## begin Extract

Re: Re-key by multiple properties without composite key

Karsten Stöckmann Wed, 07 Feb 2024 11:37:47 -0800

Matthias, thank you for getting back on this. - I'll just let the
application run for now. We are trying to build a CDC system
leveraging Kafka in order to feed aggregated data into an indexing
solution like Elasticsearch or Opensearch. Maybe after all the Kafka
Streams application will be sufficient, but: it has to catch up
millions of records of existing data (our software has been running
for about 10 years now, piling up around 80M customers). Once that's
finished, I guess performance will be alright as it is not a
high-throughput system.


Anyway, thanks so much for your help.

Best wishes
Karsten

Am Mi., 7. Feb. 2024 um 20:05 Uhr schrieb Matthias J. Sax <mj...@apache.org>:
>
> Using the DSL, this sounds about right.
>
> I am not worried about the complexity -- KS can handle it, and it's not
> uncommon to end up with such topologies.
>
> You might be able to cut down on complexity by not using the DSL, but
> the Processor API. It gives you more control, and thus you might be able
> to optimize the overall topology.
>
> Maybe inspect the details of `TopologyDescription` to spot
> inefficiencies of the DSL generated Topology that might give you an idea
> how much you could optimize using Processor API (to estimate if it would
> be worth the effort).

## end Extract
## begin Record list

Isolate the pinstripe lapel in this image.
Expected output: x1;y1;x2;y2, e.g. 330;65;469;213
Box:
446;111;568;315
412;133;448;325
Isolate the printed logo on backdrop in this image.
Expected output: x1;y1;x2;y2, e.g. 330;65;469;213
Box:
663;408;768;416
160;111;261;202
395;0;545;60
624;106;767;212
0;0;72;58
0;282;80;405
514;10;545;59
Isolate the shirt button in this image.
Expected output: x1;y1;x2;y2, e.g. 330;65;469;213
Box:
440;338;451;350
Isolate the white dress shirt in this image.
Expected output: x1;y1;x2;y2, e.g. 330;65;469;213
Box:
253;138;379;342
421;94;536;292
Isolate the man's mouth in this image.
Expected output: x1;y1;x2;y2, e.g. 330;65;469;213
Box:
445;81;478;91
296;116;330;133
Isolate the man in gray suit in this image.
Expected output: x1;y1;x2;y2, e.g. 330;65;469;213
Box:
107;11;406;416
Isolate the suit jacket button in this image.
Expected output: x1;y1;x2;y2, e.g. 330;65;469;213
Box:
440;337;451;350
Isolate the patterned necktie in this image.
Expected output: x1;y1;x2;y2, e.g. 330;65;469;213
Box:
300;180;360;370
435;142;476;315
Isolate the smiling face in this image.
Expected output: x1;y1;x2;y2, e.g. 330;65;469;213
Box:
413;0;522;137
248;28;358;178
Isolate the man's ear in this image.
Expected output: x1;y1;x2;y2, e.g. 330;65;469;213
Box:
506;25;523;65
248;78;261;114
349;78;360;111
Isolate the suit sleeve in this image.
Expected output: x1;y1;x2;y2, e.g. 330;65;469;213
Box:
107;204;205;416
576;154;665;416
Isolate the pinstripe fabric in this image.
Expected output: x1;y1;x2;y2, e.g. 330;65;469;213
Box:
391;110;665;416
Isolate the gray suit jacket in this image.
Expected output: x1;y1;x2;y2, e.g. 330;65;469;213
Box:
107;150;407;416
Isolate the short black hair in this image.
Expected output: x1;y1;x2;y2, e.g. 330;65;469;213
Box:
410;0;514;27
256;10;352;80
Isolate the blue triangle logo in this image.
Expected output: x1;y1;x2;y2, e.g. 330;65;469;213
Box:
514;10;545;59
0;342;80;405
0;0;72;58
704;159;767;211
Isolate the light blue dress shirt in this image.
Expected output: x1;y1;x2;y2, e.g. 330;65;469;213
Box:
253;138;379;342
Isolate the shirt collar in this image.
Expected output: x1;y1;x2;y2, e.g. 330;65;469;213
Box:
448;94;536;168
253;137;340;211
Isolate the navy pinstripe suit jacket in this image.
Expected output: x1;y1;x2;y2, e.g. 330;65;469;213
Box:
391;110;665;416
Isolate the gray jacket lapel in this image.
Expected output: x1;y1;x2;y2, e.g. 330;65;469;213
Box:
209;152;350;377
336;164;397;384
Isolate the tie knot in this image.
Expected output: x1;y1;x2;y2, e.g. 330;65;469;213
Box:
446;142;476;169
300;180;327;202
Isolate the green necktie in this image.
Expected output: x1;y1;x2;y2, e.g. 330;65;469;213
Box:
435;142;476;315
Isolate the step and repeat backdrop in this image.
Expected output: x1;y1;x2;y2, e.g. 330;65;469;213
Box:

## end Record list

Tasks for this exercise:
1. According to the Kafka Streams thread, roughly how many customers has the software accumulated over its ten years of running?
2. Please return the stretch of the Kafka Streams thread from "Best wishes" through "the overall topology.".
3. Carry the Kafka Streams thread further, starting from its last line.

Set of answers:
1. Around 80M customers.

2.
Best wishes
Karsten

Am Mi., 7. Feb. 2024 um 20:05 Uhr schrieb Matthias J. Sax <mj...@apache.org>:
>
> Using the DSL, this sounds about right.
>
> I am not worried about the complexity -- KS can handle it, and it's not
> uncommon to end up with such topologies.
>
> You might be able to cut down on complexity by not using the DSL, but
> the Processor API. It gives you more control, and thus you might be able
> to optimize the overall topology.

3.
>
> It's hard to tell w/o knowing the details. It could also be just an
> inherently complex problem, and the DSL program is already as efficient
> as it gets...
>
> Of course, there might also be ways to play with configs to cut down on
> latency to some extend, if e2e latency is your main concern. Again, I
> don't know the use case: for many case, sub-second latency is actually
> sufficient.
>
> HTH.
>
> -Matthias
>
> On 2/7/24 7:41 AM, Karsten Stöckmann wrote:
> > Sorry for being late with the response - I've been quite busy working
> > on our Streams application lately.
> >
> > That leads me back to my initial question. The Folder class contains
> > multiple fields with FK pointing to the Person table, all of them with
> > different semantics (customer, billing address, etc). So in order to
> > find _all_ folders related to a particular person regardless of its
> > role, I guess I need to
> >
> > a) re-key the folder table on each person FK independently and then
> > b) outer join the result tables.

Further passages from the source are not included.